■ **Directions for this task**: Return every line of the rows below that contains the word "hand", matching case exactly.

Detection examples

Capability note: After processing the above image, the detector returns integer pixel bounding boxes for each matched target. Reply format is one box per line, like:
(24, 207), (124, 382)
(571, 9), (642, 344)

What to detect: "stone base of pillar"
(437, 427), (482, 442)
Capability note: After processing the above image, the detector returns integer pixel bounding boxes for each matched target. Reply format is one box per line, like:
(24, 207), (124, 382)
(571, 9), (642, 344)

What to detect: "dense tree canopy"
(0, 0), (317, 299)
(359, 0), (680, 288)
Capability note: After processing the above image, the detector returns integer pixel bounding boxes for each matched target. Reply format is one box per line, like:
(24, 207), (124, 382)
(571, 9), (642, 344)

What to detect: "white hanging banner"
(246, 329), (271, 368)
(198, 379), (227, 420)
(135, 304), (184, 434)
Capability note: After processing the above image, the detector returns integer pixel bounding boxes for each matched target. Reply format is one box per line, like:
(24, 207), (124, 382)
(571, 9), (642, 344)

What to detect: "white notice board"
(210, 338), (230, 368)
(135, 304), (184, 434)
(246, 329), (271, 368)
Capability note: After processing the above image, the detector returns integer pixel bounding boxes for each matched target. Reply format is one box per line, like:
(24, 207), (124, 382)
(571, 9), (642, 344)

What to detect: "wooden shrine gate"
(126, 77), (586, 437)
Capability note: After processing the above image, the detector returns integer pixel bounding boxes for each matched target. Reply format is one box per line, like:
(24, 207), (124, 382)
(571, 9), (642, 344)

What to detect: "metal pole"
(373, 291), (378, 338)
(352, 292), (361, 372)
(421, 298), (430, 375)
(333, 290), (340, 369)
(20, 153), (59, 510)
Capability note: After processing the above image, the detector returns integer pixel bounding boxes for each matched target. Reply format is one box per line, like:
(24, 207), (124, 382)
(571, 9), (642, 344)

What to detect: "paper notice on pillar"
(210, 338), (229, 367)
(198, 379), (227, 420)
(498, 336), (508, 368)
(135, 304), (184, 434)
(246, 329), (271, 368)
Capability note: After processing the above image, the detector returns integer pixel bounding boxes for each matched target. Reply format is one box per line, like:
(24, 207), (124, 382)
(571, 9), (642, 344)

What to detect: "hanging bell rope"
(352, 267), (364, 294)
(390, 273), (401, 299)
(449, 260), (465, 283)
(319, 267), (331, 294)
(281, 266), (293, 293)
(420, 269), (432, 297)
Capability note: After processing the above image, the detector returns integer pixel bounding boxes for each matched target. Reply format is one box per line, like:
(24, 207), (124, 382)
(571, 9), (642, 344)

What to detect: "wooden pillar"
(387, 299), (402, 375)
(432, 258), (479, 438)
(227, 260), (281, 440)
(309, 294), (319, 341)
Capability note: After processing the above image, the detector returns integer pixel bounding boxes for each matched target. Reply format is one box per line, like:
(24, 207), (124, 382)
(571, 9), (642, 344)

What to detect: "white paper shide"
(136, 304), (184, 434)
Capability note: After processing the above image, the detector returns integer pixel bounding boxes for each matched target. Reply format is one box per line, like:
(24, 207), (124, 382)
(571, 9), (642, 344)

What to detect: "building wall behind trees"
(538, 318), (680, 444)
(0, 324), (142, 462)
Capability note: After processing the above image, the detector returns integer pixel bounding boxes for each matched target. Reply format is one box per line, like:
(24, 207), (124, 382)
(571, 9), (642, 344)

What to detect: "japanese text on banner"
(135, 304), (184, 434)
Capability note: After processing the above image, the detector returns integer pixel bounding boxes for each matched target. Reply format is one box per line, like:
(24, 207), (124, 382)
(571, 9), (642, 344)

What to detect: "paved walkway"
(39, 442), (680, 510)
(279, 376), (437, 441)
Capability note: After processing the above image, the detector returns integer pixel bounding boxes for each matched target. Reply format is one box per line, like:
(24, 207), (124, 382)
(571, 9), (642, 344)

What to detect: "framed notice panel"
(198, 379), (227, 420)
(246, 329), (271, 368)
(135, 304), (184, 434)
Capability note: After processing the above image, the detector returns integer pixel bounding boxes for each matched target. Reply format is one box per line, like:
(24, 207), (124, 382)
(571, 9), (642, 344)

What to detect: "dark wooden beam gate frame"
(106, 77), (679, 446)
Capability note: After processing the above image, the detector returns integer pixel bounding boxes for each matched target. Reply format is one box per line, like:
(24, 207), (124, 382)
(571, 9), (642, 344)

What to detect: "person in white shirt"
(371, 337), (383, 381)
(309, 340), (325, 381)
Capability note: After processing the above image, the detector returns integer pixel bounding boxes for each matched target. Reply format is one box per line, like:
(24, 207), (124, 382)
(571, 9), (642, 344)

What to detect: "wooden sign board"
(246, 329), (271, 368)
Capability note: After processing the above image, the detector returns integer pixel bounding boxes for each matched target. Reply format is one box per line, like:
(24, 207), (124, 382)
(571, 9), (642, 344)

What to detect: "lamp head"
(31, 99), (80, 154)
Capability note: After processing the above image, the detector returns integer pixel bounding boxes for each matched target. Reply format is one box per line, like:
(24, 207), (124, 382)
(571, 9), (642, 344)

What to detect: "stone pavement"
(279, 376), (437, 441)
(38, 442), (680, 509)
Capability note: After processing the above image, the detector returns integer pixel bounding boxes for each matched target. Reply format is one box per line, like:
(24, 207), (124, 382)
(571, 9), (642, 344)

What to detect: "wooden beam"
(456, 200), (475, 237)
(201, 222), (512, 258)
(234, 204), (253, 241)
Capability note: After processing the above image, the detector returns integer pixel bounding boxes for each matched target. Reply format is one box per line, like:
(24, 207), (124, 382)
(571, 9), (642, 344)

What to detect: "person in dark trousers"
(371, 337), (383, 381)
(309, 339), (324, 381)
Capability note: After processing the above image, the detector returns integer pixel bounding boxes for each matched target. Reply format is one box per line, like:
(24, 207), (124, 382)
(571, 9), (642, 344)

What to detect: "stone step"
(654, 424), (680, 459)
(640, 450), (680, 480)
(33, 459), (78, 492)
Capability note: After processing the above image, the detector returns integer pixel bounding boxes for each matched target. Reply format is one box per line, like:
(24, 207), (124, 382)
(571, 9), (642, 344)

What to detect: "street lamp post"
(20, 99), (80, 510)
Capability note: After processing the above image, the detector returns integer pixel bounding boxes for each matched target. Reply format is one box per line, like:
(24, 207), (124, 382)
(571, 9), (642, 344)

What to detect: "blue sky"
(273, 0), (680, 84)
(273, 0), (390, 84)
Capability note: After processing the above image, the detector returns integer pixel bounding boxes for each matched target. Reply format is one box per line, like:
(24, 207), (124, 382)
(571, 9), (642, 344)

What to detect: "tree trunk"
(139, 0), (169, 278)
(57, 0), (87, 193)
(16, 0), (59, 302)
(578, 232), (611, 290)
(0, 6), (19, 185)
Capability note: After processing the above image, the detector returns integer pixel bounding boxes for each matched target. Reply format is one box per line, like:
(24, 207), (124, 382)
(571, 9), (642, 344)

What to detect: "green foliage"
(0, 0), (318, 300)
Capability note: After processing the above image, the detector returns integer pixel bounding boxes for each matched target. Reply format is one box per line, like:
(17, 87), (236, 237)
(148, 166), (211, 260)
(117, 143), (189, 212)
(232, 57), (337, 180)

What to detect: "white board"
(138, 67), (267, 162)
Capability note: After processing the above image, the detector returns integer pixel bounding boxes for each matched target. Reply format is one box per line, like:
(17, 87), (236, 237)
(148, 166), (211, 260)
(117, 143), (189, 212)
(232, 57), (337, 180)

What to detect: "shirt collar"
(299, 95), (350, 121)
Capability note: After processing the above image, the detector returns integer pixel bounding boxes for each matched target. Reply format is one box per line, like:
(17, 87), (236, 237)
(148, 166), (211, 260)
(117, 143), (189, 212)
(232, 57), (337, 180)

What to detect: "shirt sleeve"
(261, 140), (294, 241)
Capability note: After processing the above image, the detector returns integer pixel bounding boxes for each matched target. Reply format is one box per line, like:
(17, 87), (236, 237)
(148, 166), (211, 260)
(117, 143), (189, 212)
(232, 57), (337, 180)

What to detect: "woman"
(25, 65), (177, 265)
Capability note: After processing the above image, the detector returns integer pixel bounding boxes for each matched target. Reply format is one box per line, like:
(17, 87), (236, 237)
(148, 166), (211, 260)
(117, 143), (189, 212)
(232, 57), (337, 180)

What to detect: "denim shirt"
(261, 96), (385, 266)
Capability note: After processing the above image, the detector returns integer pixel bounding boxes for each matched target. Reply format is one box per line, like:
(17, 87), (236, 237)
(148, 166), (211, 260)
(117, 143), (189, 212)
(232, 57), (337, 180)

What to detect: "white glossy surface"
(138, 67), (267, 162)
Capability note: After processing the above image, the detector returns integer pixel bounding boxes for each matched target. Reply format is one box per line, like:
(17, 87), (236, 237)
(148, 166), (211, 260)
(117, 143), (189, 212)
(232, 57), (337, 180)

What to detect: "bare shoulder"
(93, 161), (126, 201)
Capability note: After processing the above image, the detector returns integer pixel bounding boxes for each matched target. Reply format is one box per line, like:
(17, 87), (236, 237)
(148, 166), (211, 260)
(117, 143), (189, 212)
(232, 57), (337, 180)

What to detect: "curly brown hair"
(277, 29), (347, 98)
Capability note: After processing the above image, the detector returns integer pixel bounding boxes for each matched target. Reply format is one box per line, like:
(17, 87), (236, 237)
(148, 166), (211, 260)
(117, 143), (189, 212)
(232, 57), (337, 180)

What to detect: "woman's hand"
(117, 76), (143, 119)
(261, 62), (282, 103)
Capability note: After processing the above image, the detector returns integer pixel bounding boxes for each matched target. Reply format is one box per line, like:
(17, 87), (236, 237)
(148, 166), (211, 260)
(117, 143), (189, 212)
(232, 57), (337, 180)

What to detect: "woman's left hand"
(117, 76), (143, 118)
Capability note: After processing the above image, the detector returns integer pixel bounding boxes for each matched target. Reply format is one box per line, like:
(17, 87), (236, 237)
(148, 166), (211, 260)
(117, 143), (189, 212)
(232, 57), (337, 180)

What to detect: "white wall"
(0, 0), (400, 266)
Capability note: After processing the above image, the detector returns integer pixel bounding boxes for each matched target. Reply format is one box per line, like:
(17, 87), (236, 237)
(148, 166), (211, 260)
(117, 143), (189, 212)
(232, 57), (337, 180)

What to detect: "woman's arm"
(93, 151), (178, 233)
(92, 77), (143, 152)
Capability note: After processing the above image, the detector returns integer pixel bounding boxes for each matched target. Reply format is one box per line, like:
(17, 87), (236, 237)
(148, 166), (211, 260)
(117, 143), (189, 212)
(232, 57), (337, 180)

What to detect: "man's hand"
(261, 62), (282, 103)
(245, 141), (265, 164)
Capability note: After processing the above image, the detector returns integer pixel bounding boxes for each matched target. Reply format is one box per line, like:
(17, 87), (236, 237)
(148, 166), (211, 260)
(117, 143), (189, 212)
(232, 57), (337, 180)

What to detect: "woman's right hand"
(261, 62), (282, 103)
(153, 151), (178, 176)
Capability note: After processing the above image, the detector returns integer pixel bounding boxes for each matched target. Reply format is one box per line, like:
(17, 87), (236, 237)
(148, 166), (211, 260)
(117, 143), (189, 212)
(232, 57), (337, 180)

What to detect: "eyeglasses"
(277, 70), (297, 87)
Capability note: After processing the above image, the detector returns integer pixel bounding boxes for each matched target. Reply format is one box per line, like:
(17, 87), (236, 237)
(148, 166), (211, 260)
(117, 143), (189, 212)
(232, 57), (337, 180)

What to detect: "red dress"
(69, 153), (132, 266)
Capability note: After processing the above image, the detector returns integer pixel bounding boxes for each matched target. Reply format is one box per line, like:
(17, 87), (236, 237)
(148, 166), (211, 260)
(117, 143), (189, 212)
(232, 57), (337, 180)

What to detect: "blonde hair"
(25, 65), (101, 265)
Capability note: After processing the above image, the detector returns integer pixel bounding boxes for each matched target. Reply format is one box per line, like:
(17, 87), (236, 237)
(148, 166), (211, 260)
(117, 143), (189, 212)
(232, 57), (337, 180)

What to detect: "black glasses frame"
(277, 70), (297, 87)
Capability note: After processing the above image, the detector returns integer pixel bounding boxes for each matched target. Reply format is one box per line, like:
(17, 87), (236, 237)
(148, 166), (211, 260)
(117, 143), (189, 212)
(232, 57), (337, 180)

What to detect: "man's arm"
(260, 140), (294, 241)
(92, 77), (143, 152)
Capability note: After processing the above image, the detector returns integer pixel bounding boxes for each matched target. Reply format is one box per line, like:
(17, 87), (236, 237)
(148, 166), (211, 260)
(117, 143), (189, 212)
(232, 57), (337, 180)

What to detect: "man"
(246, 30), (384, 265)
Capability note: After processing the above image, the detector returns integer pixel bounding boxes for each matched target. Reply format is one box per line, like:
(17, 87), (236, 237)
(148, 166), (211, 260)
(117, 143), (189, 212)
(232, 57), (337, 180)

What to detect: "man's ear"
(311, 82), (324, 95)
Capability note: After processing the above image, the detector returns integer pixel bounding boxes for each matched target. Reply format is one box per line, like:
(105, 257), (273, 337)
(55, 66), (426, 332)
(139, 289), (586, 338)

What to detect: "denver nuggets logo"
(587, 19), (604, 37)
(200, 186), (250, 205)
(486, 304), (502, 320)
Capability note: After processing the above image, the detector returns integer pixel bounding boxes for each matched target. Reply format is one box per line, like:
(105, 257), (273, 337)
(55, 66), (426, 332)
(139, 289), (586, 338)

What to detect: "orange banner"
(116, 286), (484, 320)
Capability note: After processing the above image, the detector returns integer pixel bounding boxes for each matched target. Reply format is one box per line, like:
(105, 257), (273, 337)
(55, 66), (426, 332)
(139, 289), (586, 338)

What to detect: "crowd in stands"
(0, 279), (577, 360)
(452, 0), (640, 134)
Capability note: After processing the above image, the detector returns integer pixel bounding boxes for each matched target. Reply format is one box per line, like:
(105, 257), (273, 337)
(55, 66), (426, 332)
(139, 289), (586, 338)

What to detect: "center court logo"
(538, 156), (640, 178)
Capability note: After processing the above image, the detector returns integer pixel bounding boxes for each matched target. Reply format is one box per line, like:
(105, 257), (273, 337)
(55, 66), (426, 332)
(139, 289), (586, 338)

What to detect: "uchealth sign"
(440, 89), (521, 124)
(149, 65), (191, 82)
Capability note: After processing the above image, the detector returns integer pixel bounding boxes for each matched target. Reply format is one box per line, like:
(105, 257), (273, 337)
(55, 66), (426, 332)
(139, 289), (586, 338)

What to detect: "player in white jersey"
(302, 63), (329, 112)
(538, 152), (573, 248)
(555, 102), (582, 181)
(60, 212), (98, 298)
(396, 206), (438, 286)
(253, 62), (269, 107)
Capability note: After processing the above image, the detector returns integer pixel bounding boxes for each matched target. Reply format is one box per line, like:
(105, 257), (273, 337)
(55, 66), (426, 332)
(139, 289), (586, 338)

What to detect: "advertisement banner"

■ **Reply**:
What to detect: "woman's hand"
What to detect: "woman's left hand"
What to detect: "man's hand"
What to detect: "woman's right hand"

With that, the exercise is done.